[begin PROVIDED TEXT]

Well folks, I’ve given up on the Swedes. While a few Canon cameras did show up on their official lost and found Web site, none are mine. I have given up and am moving on. I’m grumpy (I couldn’t even take pictures while hanging out with cool folks like Robert Scoble and meeting Mike Arrington at the TechCrunch7 party last night – although Thomas Hawk caught a picture of me!), but I’m moving on.
After looking around briefly, I narrowed down quite quickly to Canon, Panasonic, and Sony for my choices. Why these three? Well, I don’t know much about digital cameras myself, but I do know a few people who do, and these are the three brands they all own. Might sound simplistic, but it works for me.
I am eliminating Sony from the list even though I have a Memory Stick slot in my laptop, I prefer to use SD cards as my wife‘s laptop (Dell Inspiron 700m) has SD built-in, as does her Treo 700w and our Garmin Nuvi 350, etc. Bottom line: I want to use SD. Also, at $36 for a 2GB SanDisk card, it’s hard to argue!

[end PROVIDED TEXT]

--- GIVEN EXERCISE A ---
Please pick out every row containing the word "table" and copy each one in full.
The rows that come next are unrelated to the camera post.

[begin DATA ENTRIES]

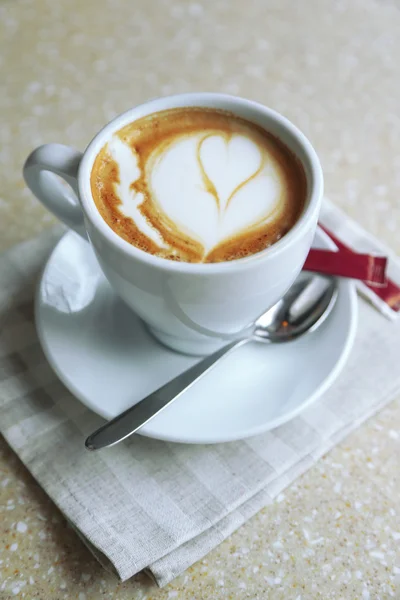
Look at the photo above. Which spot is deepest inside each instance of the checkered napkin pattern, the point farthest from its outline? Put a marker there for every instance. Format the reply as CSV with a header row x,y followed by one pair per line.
x,y
146,504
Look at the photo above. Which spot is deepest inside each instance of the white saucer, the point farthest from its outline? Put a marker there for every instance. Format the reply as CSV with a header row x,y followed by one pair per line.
x,y
102,352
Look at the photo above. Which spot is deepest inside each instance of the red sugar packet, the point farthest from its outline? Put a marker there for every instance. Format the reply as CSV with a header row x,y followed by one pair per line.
x,y
350,237
346,263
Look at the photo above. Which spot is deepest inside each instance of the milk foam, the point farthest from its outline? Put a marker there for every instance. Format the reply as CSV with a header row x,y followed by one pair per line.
x,y
129,172
210,185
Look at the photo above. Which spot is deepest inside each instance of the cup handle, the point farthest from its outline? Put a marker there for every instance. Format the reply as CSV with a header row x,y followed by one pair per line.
x,y
40,172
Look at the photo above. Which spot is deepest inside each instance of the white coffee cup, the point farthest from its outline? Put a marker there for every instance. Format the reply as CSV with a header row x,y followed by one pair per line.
x,y
188,307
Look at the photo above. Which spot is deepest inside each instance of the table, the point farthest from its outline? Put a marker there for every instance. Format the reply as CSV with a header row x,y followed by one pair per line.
x,y
332,67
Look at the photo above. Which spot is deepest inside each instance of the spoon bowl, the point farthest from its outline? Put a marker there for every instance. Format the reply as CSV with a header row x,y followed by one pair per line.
x,y
303,308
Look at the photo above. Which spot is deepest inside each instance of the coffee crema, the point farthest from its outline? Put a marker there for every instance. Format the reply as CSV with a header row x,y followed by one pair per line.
x,y
198,185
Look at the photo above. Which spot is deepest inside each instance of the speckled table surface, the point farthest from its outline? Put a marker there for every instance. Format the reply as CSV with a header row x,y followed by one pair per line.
x,y
67,67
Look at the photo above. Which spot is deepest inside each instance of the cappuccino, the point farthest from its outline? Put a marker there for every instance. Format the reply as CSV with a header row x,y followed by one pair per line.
x,y
198,185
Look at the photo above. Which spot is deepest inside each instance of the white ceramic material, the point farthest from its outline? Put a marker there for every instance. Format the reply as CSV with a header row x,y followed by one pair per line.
x,y
105,356
181,302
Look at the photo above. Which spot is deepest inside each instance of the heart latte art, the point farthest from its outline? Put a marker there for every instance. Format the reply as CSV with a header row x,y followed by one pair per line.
x,y
197,185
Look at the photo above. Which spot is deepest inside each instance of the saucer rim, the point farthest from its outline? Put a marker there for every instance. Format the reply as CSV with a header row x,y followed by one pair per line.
x,y
346,286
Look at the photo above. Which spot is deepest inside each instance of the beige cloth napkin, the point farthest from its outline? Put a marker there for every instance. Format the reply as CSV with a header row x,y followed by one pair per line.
x,y
146,504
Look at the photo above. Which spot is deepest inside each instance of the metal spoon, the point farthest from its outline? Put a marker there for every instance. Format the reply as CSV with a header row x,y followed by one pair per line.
x,y
302,309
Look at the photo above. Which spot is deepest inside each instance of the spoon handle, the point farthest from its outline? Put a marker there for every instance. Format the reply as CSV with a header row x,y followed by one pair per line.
x,y
134,418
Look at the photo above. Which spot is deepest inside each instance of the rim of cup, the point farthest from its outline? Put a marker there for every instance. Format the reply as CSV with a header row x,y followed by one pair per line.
x,y
248,109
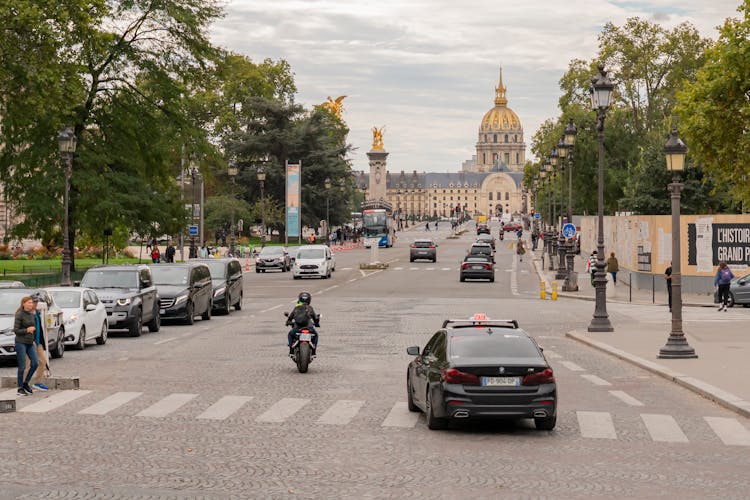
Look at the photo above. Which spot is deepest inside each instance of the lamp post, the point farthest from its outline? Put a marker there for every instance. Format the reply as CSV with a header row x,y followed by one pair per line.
x,y
327,184
67,141
601,93
261,181
677,345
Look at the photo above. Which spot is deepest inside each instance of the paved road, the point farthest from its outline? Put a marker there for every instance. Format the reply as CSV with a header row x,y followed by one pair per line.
x,y
216,410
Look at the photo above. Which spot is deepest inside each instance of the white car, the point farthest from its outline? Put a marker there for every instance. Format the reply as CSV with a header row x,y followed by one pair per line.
x,y
85,316
314,260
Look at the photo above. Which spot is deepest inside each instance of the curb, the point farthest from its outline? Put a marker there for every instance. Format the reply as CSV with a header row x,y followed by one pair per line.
x,y
708,391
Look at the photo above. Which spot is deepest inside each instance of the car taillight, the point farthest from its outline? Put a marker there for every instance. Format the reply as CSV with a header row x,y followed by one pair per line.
x,y
544,377
453,376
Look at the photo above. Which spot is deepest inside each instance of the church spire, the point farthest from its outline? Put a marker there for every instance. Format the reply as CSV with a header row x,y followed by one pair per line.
x,y
500,99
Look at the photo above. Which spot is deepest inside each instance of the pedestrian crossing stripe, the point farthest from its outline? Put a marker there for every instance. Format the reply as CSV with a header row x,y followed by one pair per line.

[end DATA ENTRIES]

--- GIVEN EXERCISE B ---
Return the stretch of the camera post from "Well folks, I’ve" through "I’m moving on.", word for word.

--- RESPONSE A ---
Look at the photo above. Which spot is deepest inside each instance of the table, the point farthest from its outline? Put a marker there for every instance. Format the reply as CSV with a header row x,y followed by one pair per line.
Look at the photo above. Which spot is deepest inside each instance of the speckled table surface, the point farthest from its outline? Put a marker there for every instance. Format the reply as CSV with a header row x,y followed by one pair per line.

--- RESPONSE B ---
Well folks, I’ve given up on the Swedes. While a few Canon cameras did show up on their official lost and found Web site, none are mine. I have given up and am moving on. I’m grumpy (I couldn’t even take pictures while hanging out with cool folks like Robert Scoble and meeting Mike Arrington at the TechCrunch7 party last night – although Thomas Hawk caught a picture of me!), but I’m moving on.